— START —
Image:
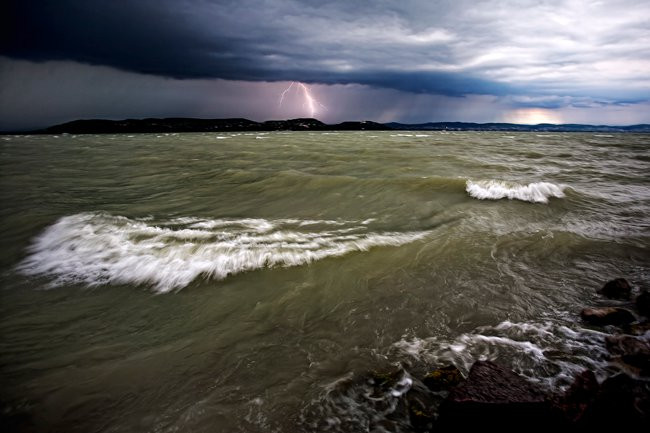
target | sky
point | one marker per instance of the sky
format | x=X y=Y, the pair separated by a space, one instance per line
x=565 y=61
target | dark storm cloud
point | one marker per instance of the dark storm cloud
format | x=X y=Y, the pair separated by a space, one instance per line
x=195 y=39
x=446 y=47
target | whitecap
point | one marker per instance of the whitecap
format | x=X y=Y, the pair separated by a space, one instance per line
x=536 y=192
x=97 y=248
x=547 y=352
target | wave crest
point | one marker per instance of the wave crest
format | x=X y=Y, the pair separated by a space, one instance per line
x=96 y=249
x=536 y=192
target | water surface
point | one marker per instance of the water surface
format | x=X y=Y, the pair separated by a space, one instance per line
x=243 y=282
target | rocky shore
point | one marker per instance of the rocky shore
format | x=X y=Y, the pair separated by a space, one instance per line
x=493 y=396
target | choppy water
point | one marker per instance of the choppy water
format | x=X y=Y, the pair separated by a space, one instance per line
x=244 y=282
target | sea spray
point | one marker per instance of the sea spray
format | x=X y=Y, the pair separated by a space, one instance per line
x=536 y=192
x=97 y=248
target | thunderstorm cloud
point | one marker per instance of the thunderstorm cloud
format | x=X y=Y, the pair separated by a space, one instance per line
x=419 y=60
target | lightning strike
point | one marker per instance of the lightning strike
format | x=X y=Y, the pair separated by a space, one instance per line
x=309 y=101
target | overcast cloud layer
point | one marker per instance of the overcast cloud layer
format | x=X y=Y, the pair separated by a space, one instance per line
x=556 y=55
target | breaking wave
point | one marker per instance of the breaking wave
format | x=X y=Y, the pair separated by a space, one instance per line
x=547 y=352
x=98 y=248
x=536 y=192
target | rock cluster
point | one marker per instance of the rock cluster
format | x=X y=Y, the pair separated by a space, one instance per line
x=493 y=396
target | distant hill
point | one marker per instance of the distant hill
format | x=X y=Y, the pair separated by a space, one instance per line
x=542 y=127
x=182 y=124
x=179 y=124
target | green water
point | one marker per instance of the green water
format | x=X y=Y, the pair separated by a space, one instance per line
x=239 y=282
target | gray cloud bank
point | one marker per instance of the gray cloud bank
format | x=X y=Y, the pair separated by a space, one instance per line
x=577 y=48
x=407 y=61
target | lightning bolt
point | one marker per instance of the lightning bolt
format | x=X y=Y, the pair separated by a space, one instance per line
x=310 y=102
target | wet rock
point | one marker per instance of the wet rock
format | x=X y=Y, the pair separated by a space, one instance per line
x=443 y=379
x=622 y=403
x=572 y=406
x=607 y=316
x=633 y=351
x=639 y=328
x=422 y=406
x=643 y=303
x=495 y=397
x=617 y=289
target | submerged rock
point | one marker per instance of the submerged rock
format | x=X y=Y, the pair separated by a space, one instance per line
x=495 y=397
x=443 y=379
x=617 y=289
x=573 y=405
x=639 y=328
x=607 y=316
x=633 y=351
x=643 y=303
x=621 y=403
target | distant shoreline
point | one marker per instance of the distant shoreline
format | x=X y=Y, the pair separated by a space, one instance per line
x=177 y=124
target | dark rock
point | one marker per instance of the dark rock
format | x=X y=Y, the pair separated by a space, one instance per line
x=622 y=403
x=495 y=397
x=443 y=379
x=607 y=316
x=617 y=289
x=422 y=406
x=633 y=351
x=577 y=399
x=643 y=303
x=638 y=328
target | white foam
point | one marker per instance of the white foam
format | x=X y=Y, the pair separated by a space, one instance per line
x=94 y=249
x=547 y=352
x=536 y=192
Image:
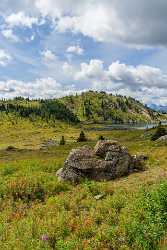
— END —
• _PROMPT_
Reproduce all of the entries above with every "marker" swapped for "dot" and everything else left as is. Omit the pictures.

• _SOLUTION TO THE PROBLEM_
Image:
target | sky
point | one dot per instance of the sky
format | x=X y=Y, the pair separated by a space, one instance per line
x=565 y=61
target | dark storm cloud
point | one dot per instance of the dark storm cloud
format | x=X y=Y, the pair separated by a space, one instance per line
x=195 y=39
x=446 y=47
target | whitecap
point | one dot per instance of the whitecap
format | x=X y=Y, the pair separated by a space, one instance per line
x=536 y=192
x=97 y=248
x=547 y=352
target | wave crest
point | one dot per instance of the wave crest
format | x=X y=Y, the pair separated by a space, one instance per line
x=96 y=249
x=536 y=192
target | water surface
point | one dot per instance of the water surface
format | x=X y=Y, the pair separated by a space, one instance per line
x=243 y=282
target | rocky shore
point | one dot per instance of the rocky shore
format | x=X y=Y, the pair separated by a space, one instance per line
x=493 y=396
target | choppy water
point | one dot per instance of the choppy water
format | x=X y=Y, the pair separated by a space, one instance per line
x=244 y=282
target | sea spray
point | one dot per instance of the sea spray
format | x=X y=Y, the pair separated by a space, one instance per line
x=536 y=192
x=97 y=248
target | thunderstorm cloud
point | one dot per instance of the thunderstorm cloud
format | x=X y=Y, the pair separated by a space, one instance per line
x=419 y=60
target | lightning strike
point | one dot per instance of the lightning strike
format | x=X y=Y, the pair separated by a space, one instance per line
x=309 y=101
target | overcast cloud layer
point | one dot per instance of the overcast cloud layer
format | x=X y=Y, the pair separated by a space, one instance per line
x=556 y=55
target | breaking wave
point | one dot per instance of the breaking wave
format | x=X y=Y, the pair separated by a space, one instance per line
x=547 y=352
x=98 y=248
x=536 y=192
target | rock cluster
point | one dot per instance of the rock cluster
format | x=X y=Y, the pair separated by a space, one instance per line
x=493 y=396
target | distant hill
point | one dot per instance of the distant hill
format | x=X y=Y, the pair separated by a space, one instance per line
x=542 y=127
x=182 y=124
x=179 y=124
target | green water
point | one dot per instance of the green water
format | x=X y=Y, the pair separated by a space, one instance per line
x=239 y=282
target | gray cloud bank
point | one dot per instance of the gray cloud bank
format | x=X y=Y, the pair separated by a space, one instance per line
x=577 y=48
x=407 y=61
target | lightning bolt
point | one dot per instance of the lightning bolt
format | x=X y=Y, the pair separated by a space, one instance per line
x=310 y=102
target | wet rock
point | one dot per instance of the wet rock
format | x=X y=Y, the pair separated by a space, one instance per line
x=443 y=379
x=622 y=403
x=572 y=406
x=607 y=316
x=633 y=351
x=639 y=328
x=422 y=406
x=643 y=303
x=495 y=397
x=617 y=289
target | submerged rock
point | one dot per instance of the submerged rock
format | x=X y=Y, the pair separated by a space, one instance per line
x=495 y=397
x=443 y=379
x=617 y=289
x=573 y=405
x=639 y=328
x=607 y=316
x=633 y=351
x=643 y=303
x=621 y=403
target | distant shoreline
point | one dot per instance of the distant shoreline
format | x=X y=Y, the pair separated by a space, one instance per line
x=177 y=124
target | dark rock
point | one dot per instance of the dark rock
format | x=X y=Y, the pair separated by a space, one instance per line
x=622 y=403
x=495 y=397
x=443 y=379
x=607 y=316
x=617 y=289
x=422 y=406
x=633 y=351
x=577 y=399
x=643 y=303
x=638 y=328
target | white foam
point | one dot per instance of the white foam
format | x=X y=Y, the pair separated by a space, one instance per line
x=94 y=249
x=547 y=352
x=536 y=192
Image:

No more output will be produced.